# EXERCISE GOAL:
Pull out every line below that contains the word "what".

# RECORDED INFORMATION:
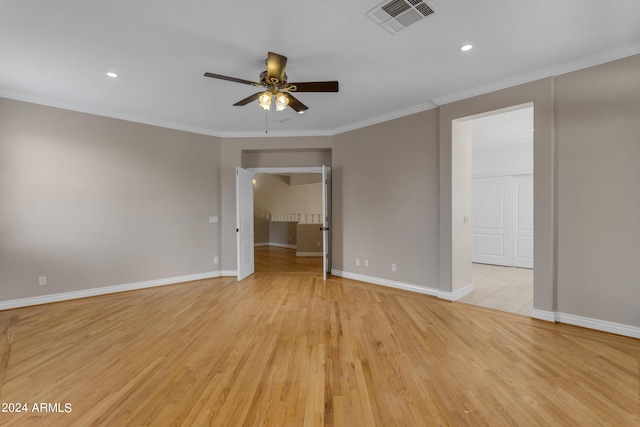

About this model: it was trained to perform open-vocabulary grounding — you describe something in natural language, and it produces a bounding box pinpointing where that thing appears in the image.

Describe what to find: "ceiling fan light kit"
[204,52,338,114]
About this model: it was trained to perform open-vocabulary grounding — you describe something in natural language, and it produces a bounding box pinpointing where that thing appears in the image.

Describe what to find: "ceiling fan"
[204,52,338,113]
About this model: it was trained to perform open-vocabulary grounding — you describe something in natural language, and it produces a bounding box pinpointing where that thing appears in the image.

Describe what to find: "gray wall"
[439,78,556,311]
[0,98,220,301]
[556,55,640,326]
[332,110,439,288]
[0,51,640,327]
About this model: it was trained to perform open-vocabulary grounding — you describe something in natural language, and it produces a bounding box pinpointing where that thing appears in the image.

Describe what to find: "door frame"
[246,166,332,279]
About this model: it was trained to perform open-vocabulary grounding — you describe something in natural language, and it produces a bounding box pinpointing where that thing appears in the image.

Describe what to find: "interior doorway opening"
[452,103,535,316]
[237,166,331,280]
...
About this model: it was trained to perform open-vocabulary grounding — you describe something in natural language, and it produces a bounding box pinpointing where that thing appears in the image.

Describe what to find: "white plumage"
...
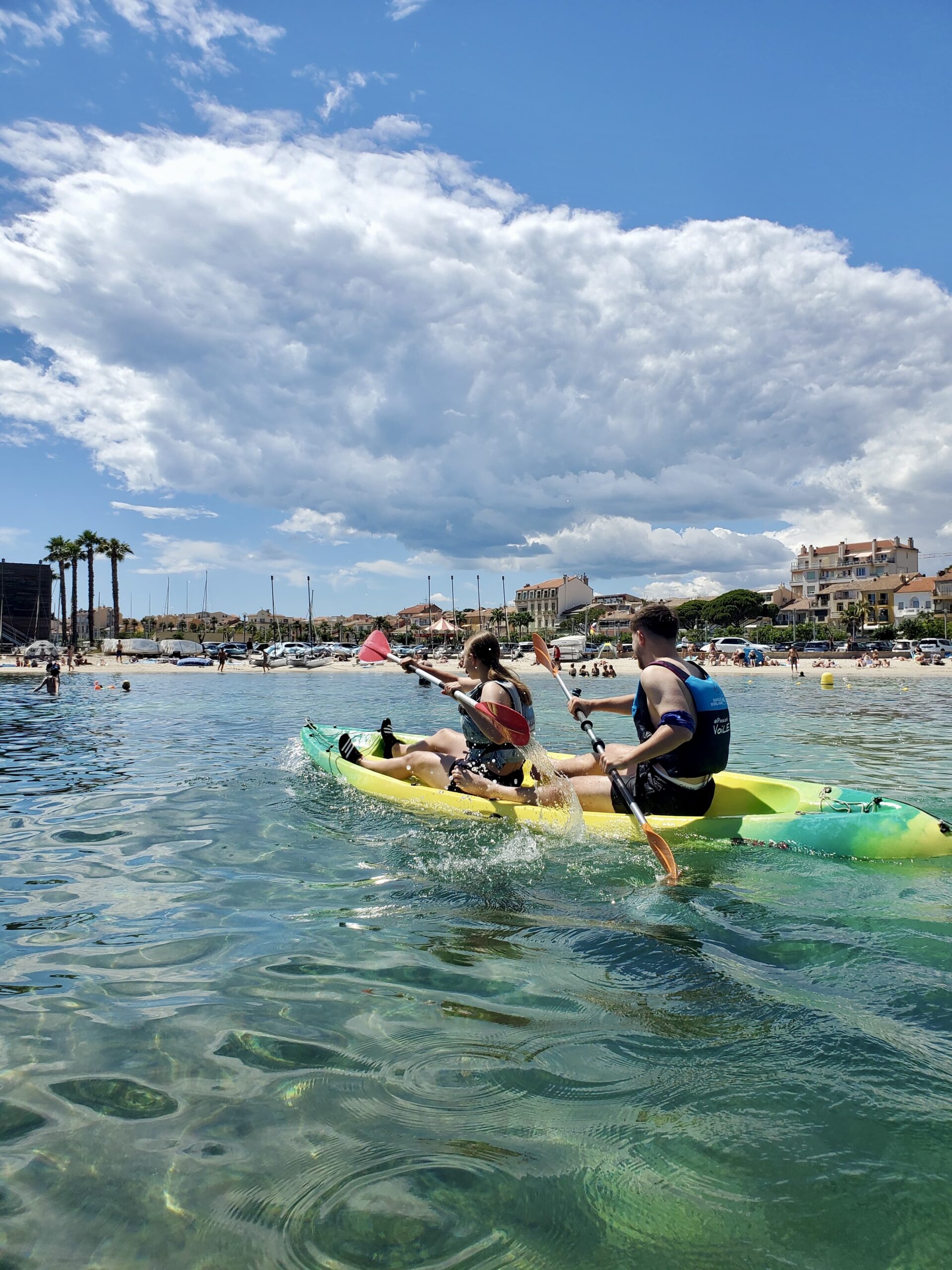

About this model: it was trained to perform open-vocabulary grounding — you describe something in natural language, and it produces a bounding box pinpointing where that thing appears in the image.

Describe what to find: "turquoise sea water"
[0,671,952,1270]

# THE REPLY:
Describe what to find: "ceiling fan light kit"
Describe what to find: "ceiling fan"
Describe what to find: "gray wall"
Describe what to find: "door frame"
Describe what to find: "interior doorway opening"
Describe what to find: "white plumage"
Describe what to find: "turquoise sea water"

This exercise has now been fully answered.